▸ **Dataset content**
● ● ● ● ●

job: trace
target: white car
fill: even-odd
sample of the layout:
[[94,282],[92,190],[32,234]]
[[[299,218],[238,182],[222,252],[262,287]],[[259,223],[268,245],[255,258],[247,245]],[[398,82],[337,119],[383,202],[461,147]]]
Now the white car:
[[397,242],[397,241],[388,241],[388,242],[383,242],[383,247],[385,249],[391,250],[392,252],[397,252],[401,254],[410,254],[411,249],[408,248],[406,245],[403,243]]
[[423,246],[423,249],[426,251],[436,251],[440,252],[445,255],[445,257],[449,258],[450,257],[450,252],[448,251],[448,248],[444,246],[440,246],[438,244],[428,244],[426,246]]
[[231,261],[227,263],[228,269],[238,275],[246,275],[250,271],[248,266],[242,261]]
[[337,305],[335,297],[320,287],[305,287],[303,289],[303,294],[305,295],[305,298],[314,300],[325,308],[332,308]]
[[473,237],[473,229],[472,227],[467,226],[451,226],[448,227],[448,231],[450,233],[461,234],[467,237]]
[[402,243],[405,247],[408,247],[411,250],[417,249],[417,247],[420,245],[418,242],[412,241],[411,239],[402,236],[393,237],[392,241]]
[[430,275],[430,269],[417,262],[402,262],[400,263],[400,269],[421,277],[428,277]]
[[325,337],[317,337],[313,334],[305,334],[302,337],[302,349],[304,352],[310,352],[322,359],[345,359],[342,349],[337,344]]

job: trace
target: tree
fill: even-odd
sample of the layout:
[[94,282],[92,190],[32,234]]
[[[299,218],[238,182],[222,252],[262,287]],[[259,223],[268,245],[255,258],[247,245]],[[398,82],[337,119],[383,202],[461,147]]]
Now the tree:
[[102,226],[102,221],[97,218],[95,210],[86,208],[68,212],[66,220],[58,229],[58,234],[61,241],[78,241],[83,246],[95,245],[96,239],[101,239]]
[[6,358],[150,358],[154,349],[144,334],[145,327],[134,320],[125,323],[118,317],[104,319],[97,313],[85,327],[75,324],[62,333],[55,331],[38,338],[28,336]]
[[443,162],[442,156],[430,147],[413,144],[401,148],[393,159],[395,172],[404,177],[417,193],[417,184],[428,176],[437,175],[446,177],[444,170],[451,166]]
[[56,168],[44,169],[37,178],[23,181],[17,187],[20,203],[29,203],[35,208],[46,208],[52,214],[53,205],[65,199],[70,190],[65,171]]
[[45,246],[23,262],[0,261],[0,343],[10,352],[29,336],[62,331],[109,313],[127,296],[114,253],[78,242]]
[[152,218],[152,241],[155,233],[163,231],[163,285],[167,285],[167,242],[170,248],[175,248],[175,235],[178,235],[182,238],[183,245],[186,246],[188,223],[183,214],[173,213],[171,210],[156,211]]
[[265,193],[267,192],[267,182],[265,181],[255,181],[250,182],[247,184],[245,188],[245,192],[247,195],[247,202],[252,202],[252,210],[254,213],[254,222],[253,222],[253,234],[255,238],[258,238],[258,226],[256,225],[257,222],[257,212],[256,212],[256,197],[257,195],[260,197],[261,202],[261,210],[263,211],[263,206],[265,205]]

● ● ● ● ●

▸ **Aim of the task**
Echo every line of the records above, character for character.

▸ **Solution for this problem**
job: trace
target: white car
fill: even-odd
sample of the layout:
[[94,282],[92,190],[32,234]]
[[[299,218],[238,182],[222,252],[262,287]],[[259,223],[268,245],[255,258],[247,245]],[[398,82],[337,119],[383,202],[461,147]]]
Now the white car:
[[397,242],[397,241],[388,241],[388,242],[383,242],[383,247],[385,249],[391,250],[392,252],[397,252],[401,254],[410,254],[411,249],[408,248],[406,245],[403,243]]
[[423,246],[423,249],[426,251],[436,251],[440,252],[445,255],[445,257],[449,258],[450,257],[450,252],[448,251],[448,248],[444,246],[440,246],[438,244],[428,244],[426,246]]
[[231,261],[227,263],[228,269],[238,275],[246,275],[250,271],[248,266],[242,261]]
[[337,305],[335,297],[320,287],[305,287],[303,289],[303,294],[305,295],[305,298],[314,300],[325,308],[332,308]]
[[473,237],[473,229],[472,227],[467,226],[451,226],[448,227],[448,231],[450,233],[461,234],[467,237]]
[[402,243],[405,247],[408,247],[411,250],[417,249],[417,247],[420,245],[418,242],[412,241],[411,239],[402,236],[393,237],[392,241]]
[[430,275],[430,269],[417,262],[402,262],[400,263],[400,269],[421,277],[428,277]]
[[325,337],[317,337],[313,334],[305,334],[302,337],[302,349],[304,352],[310,352],[322,359],[345,359],[342,349],[337,344]]

job: trace
target: tree
fill: even-odd
sample of the layout:
[[94,282],[92,190],[32,234]]
[[[299,218],[238,182],[222,252],[262,287]],[[259,223],[268,245],[255,258],[247,245]],[[398,82],[337,119],[383,202],[461,147]]]
Now the tree:
[[102,226],[102,221],[97,218],[95,210],[86,208],[68,212],[66,220],[58,229],[58,234],[61,241],[78,241],[83,246],[95,245],[96,239],[101,239]]
[[6,358],[150,358],[154,349],[144,334],[145,327],[134,320],[125,323],[118,317],[104,319],[97,313],[85,327],[75,324],[62,333],[55,331],[38,338],[28,336]]
[[443,162],[442,156],[430,147],[413,144],[401,148],[393,159],[395,172],[404,177],[417,193],[417,184],[428,176],[437,175],[446,177],[444,170],[451,166]]
[[56,168],[44,169],[37,178],[23,181],[17,187],[20,203],[29,203],[35,208],[46,208],[52,214],[53,205],[65,199],[70,190],[65,171]]
[[45,246],[23,262],[0,261],[0,343],[10,352],[29,336],[62,331],[109,313],[127,296],[114,253],[78,242]]
[[152,218],[152,241],[155,233],[163,231],[163,285],[167,285],[167,242],[170,248],[175,248],[175,235],[178,235],[182,238],[183,245],[186,246],[188,223],[183,214],[173,213],[171,210],[156,211]]
[[265,193],[267,192],[267,182],[265,181],[255,181],[250,182],[247,184],[245,188],[245,192],[247,195],[247,202],[252,202],[252,210],[254,213],[254,222],[253,222],[253,234],[255,238],[258,238],[258,226],[256,225],[257,222],[257,212],[256,212],[256,197],[257,195],[260,197],[261,202],[261,210],[263,211],[263,206],[265,205]]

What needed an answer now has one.